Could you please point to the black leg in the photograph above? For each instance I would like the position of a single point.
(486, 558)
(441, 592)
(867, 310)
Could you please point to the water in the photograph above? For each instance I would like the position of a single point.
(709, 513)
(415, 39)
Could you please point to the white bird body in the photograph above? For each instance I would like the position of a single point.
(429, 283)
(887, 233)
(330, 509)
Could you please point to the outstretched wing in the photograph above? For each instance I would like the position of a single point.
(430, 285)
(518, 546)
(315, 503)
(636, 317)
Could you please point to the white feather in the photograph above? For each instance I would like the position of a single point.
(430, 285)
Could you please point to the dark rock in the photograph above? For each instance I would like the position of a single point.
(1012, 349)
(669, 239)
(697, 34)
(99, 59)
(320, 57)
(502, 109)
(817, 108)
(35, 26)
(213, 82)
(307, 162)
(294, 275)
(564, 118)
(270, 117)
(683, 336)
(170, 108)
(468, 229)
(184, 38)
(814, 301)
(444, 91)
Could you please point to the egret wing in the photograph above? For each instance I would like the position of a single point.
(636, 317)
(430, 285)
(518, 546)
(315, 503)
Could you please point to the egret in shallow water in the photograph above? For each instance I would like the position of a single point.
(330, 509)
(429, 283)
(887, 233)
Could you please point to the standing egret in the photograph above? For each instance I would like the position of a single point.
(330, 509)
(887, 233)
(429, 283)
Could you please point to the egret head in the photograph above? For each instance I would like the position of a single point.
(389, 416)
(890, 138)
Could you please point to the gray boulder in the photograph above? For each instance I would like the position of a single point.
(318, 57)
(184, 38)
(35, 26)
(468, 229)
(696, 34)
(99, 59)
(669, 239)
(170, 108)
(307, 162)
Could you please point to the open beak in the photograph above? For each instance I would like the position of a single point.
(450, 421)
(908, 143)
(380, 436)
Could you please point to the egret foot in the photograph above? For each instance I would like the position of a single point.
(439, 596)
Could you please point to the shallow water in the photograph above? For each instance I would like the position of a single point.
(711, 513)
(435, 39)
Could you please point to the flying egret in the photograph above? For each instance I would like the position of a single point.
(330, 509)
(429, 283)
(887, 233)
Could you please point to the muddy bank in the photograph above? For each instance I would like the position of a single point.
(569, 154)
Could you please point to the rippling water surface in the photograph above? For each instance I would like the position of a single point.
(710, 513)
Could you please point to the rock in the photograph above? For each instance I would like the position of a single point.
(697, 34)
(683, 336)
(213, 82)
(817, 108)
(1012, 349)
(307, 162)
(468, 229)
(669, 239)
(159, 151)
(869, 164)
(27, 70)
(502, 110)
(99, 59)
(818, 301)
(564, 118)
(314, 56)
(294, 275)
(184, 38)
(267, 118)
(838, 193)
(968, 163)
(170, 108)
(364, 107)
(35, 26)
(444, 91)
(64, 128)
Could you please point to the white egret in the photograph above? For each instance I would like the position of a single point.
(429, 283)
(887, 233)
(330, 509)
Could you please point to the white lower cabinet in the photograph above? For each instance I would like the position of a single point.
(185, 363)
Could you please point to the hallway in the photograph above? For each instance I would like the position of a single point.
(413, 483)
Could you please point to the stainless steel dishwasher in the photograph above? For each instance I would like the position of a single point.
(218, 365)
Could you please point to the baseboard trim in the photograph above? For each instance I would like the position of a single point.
■ ■ ■
• DEINE AUFGABE:
Gib alle Zeilen der obigen Einträge unverändert wieder.

• VOLLSTÄNDIGE AUSGABE:
Could you please point to the black leg in the photograph above? For each instance I would like the position of a single point.
(486, 558)
(441, 592)
(867, 310)
Could you please point to the water in the photograph above? For each instance I would like the position of a single point.
(709, 513)
(415, 39)
Could you please point to the white bird body in the photograph above? For each instance I would like the position of a single point.
(429, 283)
(887, 233)
(330, 509)
Could you please point to the outstretched wing in the photograph above? For each instance I would like the position of a single point.
(430, 285)
(518, 546)
(315, 503)
(636, 317)
Could you please point to the white feather in the photograph above? For each instance I would like the position of a single point.
(430, 285)
Could you please point to the dark rock in the photograph above? For each instance I would like the position of a single point.
(1012, 349)
(669, 239)
(697, 34)
(99, 59)
(320, 57)
(502, 109)
(817, 108)
(35, 26)
(213, 82)
(307, 162)
(294, 275)
(564, 118)
(270, 117)
(683, 336)
(170, 108)
(468, 229)
(184, 38)
(814, 301)
(444, 91)
Could you please point to the egret wing in the photograph above? For each instance I would like the position of a single point.
(636, 317)
(430, 285)
(518, 546)
(315, 503)
Could you please point to the egret in shallow water in the photograph above? For each instance I would like the position of a single point.
(330, 509)
(429, 283)
(887, 233)
Could you please point to the standing egret in the photograph above? For each instance I would like the position of a single point.
(330, 509)
(887, 233)
(429, 283)
Could you please point to the egret head in the photograph above? For each instance I would like the position of a single point.
(389, 416)
(890, 138)
Could you please point to the gray boulder in the photograph above? For each instance I would like the position of a single point.
(318, 57)
(184, 38)
(35, 26)
(468, 229)
(696, 34)
(99, 59)
(669, 239)
(170, 108)
(307, 162)
Could you please point to the open beak in the photograph above? For each instance I would like the position of a single point.
(450, 421)
(908, 143)
(380, 436)
Could you please point to the egret foot in the photograph above? For each instance I would like the position of a single point.
(439, 596)
Could you please point to the shallow water in the photograph above? For each instance I would like the position of a single point.
(711, 513)
(435, 39)
Could you please point to the flying egret in the photograph above? For each instance I would like the position of a single point.
(330, 509)
(429, 283)
(887, 233)
Could you please point to the muddy bank in the photograph above? For each instance I would like the position of a single point.
(569, 154)
Could you please point to the rippling water surface in the photograph above? For each instance I would like the position of a single point.
(710, 513)
Could you please point to the rock in the photograph above? For each instance I would like the position of a single point.
(697, 34)
(683, 336)
(213, 82)
(817, 108)
(1012, 349)
(307, 162)
(468, 229)
(669, 239)
(159, 151)
(869, 164)
(27, 70)
(502, 110)
(99, 59)
(818, 301)
(564, 118)
(314, 56)
(294, 275)
(184, 38)
(267, 118)
(838, 193)
(968, 163)
(170, 108)
(364, 107)
(35, 26)
(444, 91)
(64, 128)
Could you please point to the white egret in the photograph above? For each instance I would like the position of a single point.
(429, 283)
(887, 233)
(330, 509)
Could you please point to the white lower cabinet in the photograph above? For each instance I would like the position of a single point.
(185, 363)
Could you please point to the hallway in the photograph above? For each instance I would like the position of a single point.
(413, 483)
Could you please point to the stainless steel dishwasher in the photograph above? For each instance I would like the position of a single point.
(218, 365)
Could you please point to the baseboard trim in the photograph above? For each instance I would like the position of a single point.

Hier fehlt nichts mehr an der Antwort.